Passage given:

Begin

Issue (i): whether the 1962, 1969 and 2006 notifications reserving the Ghatkuri iron ore area for public sector exploitation were valid.
Analysis: The reservation of mineral-bearing land was held to flow from the State's ownership of the mines and minerals vested in it, and the regulatory scheme under the mining law did not divest that ownership. The declaration in the central mining statute was construed as limiting State legislative power only to the extent covered by the statute, but not as destroying the State's proprietary power to reserve its own minerals for public sector exploitation. The earlier notifications were treated as consistent with the statutory framework, and the later notification was treated as a prospective reaffirmation of the existing reservation.
Conclusion: The notifications were held valid, and the challenge to them failed.
Issue (ii): whether the appellants could invoke promissory estoppel, legitimate expectation, or desuetude to compel grant of mining leases.
Analysis: The memoranda of understanding and recommendations were held not to create an enforceable promise to grant mining leases contrary to the statutory reservation. Equity could not be used to compel an act prohibited by law or inconsistent with public interest. The doctrine of legitimate expectation could not override a decision taken under law in the public interest. The plea of desuetude also failed because mere non-use of the notifications did not amount to repeal, and no long-established contrary practice was shown.
Conclusion: None of these doctrines entitled the appellants to relief.

End

Problem A: In the case summary above, restate the paragraph beginning "Analysis: The memoranda of understanding" as a short bulleted list that keeps its main points.
Problem B: Render this sentence from the case summary above in French: "Equity could not be used to compel an act prohibited by law or inconsistent with public interest."
Problem C: Carry on the summary of the iron ore reservation case from the point where it stops.

Data items:
Begin

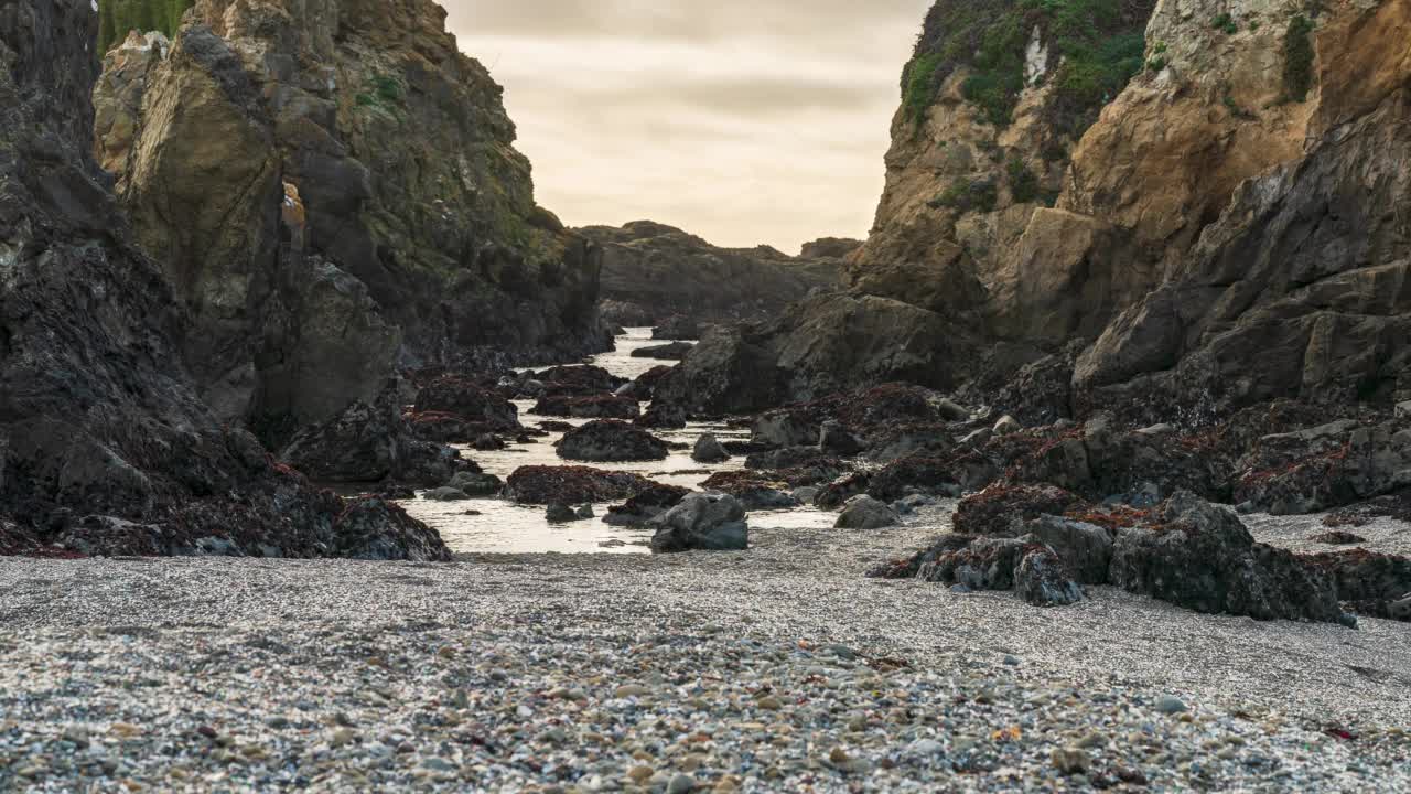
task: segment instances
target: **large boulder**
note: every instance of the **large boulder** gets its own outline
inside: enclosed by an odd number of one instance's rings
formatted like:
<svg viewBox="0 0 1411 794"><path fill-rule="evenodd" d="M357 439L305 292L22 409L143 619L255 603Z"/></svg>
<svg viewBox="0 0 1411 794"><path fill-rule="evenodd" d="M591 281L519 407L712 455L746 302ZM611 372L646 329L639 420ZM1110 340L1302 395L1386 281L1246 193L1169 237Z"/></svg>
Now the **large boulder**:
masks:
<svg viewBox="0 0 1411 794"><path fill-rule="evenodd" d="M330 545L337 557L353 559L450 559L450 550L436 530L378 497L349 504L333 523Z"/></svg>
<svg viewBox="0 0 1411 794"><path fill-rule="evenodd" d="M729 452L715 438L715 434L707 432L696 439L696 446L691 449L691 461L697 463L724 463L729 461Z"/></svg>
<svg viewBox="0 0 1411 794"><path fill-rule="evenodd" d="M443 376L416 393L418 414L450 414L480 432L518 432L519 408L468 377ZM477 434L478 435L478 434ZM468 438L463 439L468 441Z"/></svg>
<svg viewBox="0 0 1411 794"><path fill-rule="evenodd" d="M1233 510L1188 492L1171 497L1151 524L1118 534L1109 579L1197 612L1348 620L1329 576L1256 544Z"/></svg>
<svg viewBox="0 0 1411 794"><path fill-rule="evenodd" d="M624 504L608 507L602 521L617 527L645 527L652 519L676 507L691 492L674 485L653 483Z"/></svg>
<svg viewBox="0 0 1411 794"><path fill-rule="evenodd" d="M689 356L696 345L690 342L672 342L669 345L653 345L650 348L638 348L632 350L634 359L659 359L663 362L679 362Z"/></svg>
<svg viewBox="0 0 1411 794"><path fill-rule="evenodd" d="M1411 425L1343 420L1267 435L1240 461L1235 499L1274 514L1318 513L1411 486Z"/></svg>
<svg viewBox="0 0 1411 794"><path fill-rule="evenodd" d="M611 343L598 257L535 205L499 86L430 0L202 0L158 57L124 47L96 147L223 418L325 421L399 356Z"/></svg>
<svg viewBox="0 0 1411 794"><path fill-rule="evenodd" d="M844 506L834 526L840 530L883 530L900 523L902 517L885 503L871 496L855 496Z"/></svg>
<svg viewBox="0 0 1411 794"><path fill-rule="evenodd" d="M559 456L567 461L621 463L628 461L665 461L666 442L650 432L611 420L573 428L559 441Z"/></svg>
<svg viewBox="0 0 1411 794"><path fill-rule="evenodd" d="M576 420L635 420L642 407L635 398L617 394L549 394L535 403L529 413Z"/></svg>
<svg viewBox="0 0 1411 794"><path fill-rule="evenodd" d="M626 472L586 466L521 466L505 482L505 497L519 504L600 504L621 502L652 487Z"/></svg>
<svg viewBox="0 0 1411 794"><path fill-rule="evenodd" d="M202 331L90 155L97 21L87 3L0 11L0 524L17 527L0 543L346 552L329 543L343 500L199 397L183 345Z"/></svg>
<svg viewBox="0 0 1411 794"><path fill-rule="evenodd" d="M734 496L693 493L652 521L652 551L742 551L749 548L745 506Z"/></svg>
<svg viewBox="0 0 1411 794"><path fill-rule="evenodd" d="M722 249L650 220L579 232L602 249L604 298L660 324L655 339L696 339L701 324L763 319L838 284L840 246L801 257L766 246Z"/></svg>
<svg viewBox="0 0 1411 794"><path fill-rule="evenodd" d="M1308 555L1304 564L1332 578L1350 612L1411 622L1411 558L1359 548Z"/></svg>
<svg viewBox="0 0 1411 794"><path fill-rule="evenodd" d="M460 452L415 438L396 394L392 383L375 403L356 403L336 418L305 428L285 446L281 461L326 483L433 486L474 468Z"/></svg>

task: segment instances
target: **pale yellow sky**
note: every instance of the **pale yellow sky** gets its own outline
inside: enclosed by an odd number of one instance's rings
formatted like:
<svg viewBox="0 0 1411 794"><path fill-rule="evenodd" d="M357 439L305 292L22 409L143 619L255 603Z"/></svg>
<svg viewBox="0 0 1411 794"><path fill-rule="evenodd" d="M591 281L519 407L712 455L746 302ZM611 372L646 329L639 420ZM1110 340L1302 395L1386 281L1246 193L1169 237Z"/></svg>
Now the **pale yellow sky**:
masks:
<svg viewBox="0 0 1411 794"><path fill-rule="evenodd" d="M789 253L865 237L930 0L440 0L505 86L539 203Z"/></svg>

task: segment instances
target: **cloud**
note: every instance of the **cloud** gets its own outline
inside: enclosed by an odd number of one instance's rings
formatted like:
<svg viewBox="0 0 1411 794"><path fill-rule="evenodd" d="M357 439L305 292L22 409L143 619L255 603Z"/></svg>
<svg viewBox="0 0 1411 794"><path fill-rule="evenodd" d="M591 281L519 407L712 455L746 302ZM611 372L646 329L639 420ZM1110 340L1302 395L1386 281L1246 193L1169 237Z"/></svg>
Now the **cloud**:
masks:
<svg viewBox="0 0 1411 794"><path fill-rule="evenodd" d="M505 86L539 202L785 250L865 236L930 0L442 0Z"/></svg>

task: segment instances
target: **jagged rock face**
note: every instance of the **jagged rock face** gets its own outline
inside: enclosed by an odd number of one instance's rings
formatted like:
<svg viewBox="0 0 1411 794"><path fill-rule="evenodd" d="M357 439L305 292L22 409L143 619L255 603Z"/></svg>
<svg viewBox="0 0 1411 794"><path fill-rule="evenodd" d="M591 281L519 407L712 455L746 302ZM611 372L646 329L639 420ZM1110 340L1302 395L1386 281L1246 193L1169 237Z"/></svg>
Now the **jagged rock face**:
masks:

End

Final result A:
- The memoranda of understanding and recommendations did not create an enforceable promise to grant mining leases against the statutory reservation.
- Equity cannot compel an act that the law prohibits or that conflicts with the public interest.
- Legitimate expectation cannot override a decision taken under law in the public interest.
- Desuetude failed: non-use of the notifications is not repeal, and no long-established contrary practice was shown.

Final result B: L'équité ne pouvait pas être invoquée pour imposer un acte interdit par la loi ou contraire à l'intérêt public.

Final result C:
Issue (iii): whether the State Government validly withdrew its recommendations and the Central Government validly rejected the proposals.
Analysis: Once the areas were found to be reserved, the State Government was entitled to withdraw proposals that overlapped the reserved areas, and the Central Government was justified in rejecting the corresponding applications. No vested or fundamental right to a mining lease existed in favour of the applicants, and the administrative action was held to be in furtherance of the statutory policy.
Conclusion: The withdrawal and rejection were upheld.
Final Conclusion: The statutory reservation of the iron ore area for public sector exploitation was sustained, and the appellants were found not entitled to any mining lease or ancillary relief.
Ratio Decidendi: Where mineral-bearing land vests in the State, the State may reserve it for public sector exploitation consistently with the mining statute, and no applicant has a vested right to compel grant of a mining lease contrary to such valid reservation or on the basis of an unenforceable executive assurance.